* Alıntılanan metin
* * * * * * * * *
Yaşpastanın da çocuklukla bir alakası olmalı diyorum ben de! 
Hani demiş ya Cemal Süreya: Kahvaltının mutlulukla bir ilgisi olmalı. diye. (Çok doğru bir tespittir bence.)


Malzemeler:
Pandispanya:
5 yumurta
1 Türk kahvesi fincanı toz şeker
4 yemek kaşığı un
1 tatlı kaşığı kabartma tozu
1 paket vanilin
Kreması:
2 buçuk su bardağı süt
2 çay bardağı toz şeker
1 çay bardağı un
4 tatlı kaşığı mısır nişastası
1 adet limon kabuğu rendesi
1 paket vanilin
Yeterli miktarda çilek
Dışı için:
1 paket krem şanti
1 Türk kahvesi fincanı süt



Yapılışı:

Önce krema hazırlanır. Vanilin ve limon kabuğu rendesi hariç tüm krema malzemeleri karıştılır. Harlı ateşte çırpıcıyla sürekli karıştırılarak kıvam alıp üzeri göz göz olana kadar pişirilir. Pişince altı kapatılır, vanilin ve limon kabuğu rendesi eklenir. 2-3 dakika blenderdan geçirilir. Bir kaseye alınır, üzeri streçle örtülür.(Üzerinin kurumaması için.)
* * * * * * * * *
* Görevler
(1) Tarifin "Yaşpastanın da çocuklukla" ile "bir tespittir bence.)" arasındaki kısmını, bu ikisi de dahil olmak üzere, "Kahvaltının" yerine "Yaş pastanın" koyarak yeniden yazın.
(2) Tarifte pandispanya için verilen malzemelerin hepsini miktarlarıyla birlikte sıralayın.
Kayıtların bu tarifle hiçbir ilgisi yoktur.

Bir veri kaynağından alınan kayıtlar
* * * * * * * * *
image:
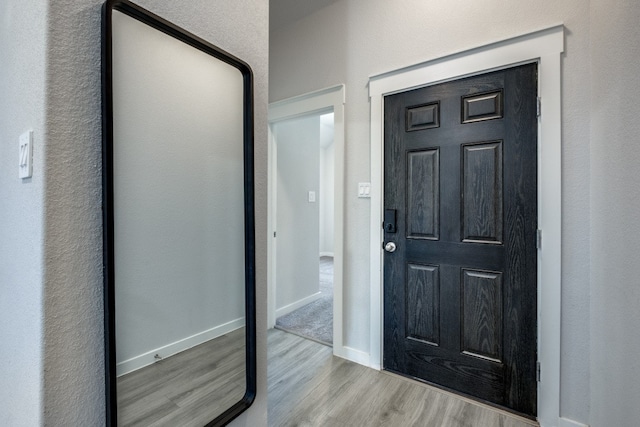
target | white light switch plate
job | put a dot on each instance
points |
(26, 155)
(364, 190)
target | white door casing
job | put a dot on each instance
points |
(322, 101)
(544, 47)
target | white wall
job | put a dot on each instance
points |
(23, 39)
(327, 181)
(350, 40)
(615, 213)
(178, 194)
(297, 219)
(55, 65)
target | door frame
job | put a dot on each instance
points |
(327, 100)
(545, 48)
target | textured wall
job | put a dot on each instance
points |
(74, 369)
(615, 206)
(22, 107)
(350, 40)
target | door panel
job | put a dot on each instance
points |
(460, 289)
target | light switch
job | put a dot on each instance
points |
(364, 190)
(26, 155)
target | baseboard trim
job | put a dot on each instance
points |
(148, 358)
(296, 305)
(566, 422)
(352, 354)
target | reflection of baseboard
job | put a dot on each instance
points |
(353, 355)
(566, 422)
(148, 358)
(296, 305)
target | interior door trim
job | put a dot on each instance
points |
(544, 47)
(323, 100)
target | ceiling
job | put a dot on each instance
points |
(284, 12)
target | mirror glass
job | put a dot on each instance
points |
(179, 225)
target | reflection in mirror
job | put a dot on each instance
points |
(178, 226)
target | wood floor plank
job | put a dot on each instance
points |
(188, 389)
(308, 386)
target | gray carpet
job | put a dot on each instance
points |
(314, 320)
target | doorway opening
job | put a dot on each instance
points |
(304, 241)
(306, 181)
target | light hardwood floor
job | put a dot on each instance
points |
(188, 389)
(310, 387)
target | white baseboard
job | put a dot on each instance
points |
(148, 358)
(566, 422)
(296, 305)
(353, 355)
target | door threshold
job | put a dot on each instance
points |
(528, 419)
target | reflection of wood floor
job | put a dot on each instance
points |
(187, 389)
(310, 387)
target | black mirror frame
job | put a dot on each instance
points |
(172, 30)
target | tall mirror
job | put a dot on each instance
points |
(178, 225)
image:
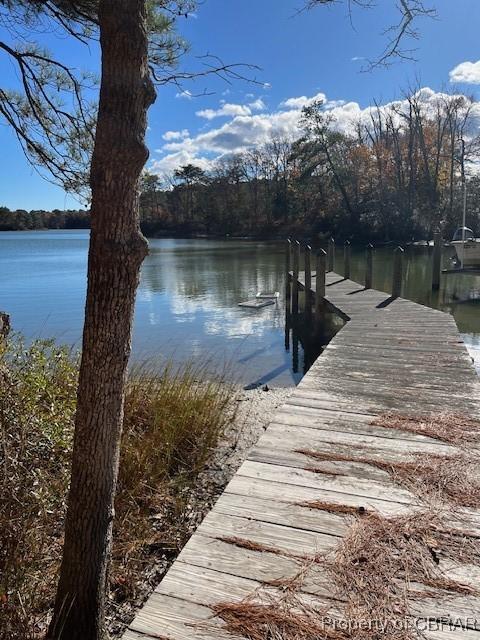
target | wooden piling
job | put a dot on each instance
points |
(397, 272)
(347, 251)
(437, 260)
(320, 267)
(296, 264)
(288, 266)
(369, 266)
(331, 254)
(308, 283)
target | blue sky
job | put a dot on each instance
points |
(300, 54)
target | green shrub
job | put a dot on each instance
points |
(172, 425)
(37, 405)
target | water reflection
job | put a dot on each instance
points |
(187, 305)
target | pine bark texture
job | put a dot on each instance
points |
(117, 249)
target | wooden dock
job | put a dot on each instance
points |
(391, 355)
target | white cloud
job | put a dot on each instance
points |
(245, 129)
(176, 135)
(466, 72)
(302, 101)
(257, 105)
(226, 109)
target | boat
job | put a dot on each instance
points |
(467, 248)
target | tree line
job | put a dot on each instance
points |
(398, 174)
(22, 220)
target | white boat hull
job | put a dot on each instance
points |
(468, 252)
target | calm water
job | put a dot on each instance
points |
(187, 301)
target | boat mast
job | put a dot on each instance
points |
(464, 218)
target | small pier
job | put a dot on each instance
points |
(391, 356)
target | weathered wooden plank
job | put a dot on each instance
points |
(284, 513)
(300, 494)
(340, 484)
(403, 357)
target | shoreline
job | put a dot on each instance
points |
(251, 414)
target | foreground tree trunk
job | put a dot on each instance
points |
(117, 249)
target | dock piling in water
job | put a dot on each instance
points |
(347, 250)
(288, 260)
(296, 266)
(437, 260)
(320, 268)
(308, 282)
(331, 254)
(397, 272)
(369, 266)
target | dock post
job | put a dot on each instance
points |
(369, 266)
(331, 254)
(347, 251)
(288, 286)
(308, 283)
(320, 285)
(296, 264)
(397, 272)
(437, 260)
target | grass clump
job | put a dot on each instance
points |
(37, 406)
(172, 426)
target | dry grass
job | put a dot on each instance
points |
(333, 507)
(448, 427)
(278, 619)
(250, 545)
(383, 563)
(172, 425)
(380, 557)
(374, 573)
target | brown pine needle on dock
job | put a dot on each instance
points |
(448, 427)
(453, 479)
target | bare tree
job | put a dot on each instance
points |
(405, 30)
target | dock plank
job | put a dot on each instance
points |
(391, 355)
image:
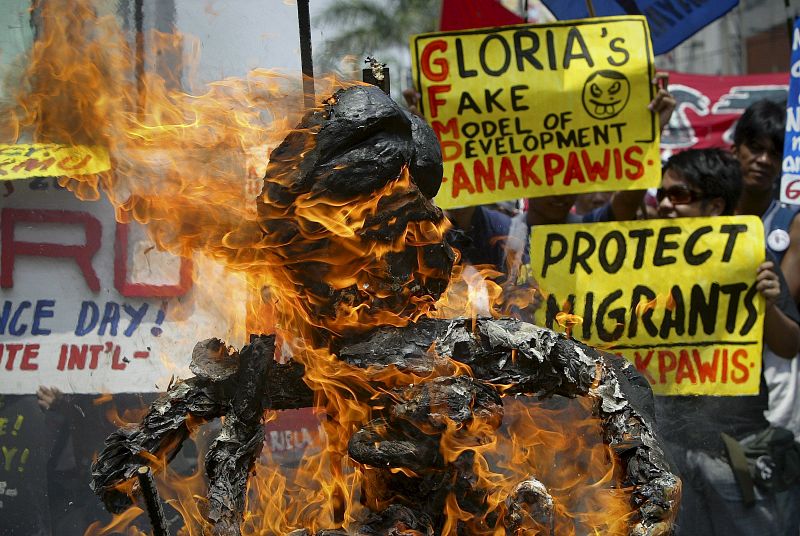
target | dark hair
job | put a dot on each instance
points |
(764, 119)
(716, 173)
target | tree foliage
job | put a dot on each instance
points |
(380, 28)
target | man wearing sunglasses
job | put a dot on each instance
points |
(703, 183)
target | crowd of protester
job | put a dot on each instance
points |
(708, 438)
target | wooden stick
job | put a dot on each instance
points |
(590, 7)
(306, 61)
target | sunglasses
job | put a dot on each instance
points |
(678, 195)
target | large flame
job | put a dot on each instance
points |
(179, 166)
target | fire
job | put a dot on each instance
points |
(178, 166)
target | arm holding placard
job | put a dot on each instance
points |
(781, 333)
(625, 204)
(790, 264)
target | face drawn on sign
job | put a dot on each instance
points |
(606, 93)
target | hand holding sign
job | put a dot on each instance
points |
(529, 111)
(678, 298)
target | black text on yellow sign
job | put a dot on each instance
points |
(675, 297)
(534, 110)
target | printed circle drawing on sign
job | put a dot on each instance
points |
(606, 93)
(792, 189)
(778, 240)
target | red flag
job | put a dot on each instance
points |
(466, 14)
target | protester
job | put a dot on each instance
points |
(708, 436)
(758, 144)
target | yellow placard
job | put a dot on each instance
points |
(51, 160)
(534, 110)
(677, 297)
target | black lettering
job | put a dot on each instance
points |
(491, 98)
(467, 103)
(613, 46)
(693, 258)
(503, 124)
(515, 98)
(518, 127)
(659, 259)
(588, 314)
(526, 53)
(639, 292)
(733, 290)
(579, 257)
(612, 267)
(463, 72)
(469, 149)
(752, 314)
(641, 236)
(617, 314)
(470, 130)
(674, 316)
(506, 51)
(549, 257)
(705, 310)
(574, 36)
(732, 231)
(553, 308)
(551, 49)
(566, 140)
* * * * * * * * *
* Sırasıyla cevaplar
(1)
Yaşpastanın da çocuklukla bir alakası olmalı diyorum ben de! 
Hani demiş ya Cemal Süreya: Yaş pastanın mutlulukla bir ilgisi olmalı. diye. (Çok doğru bir tespittir bence.)

(2)
- 5 yumurta
- 1 Türk kahvesi fincanı toz şeker
- 4 yemek kaşığı un
- 1 tatlı kaşığı kabartma tozu
- 1 paket vanilin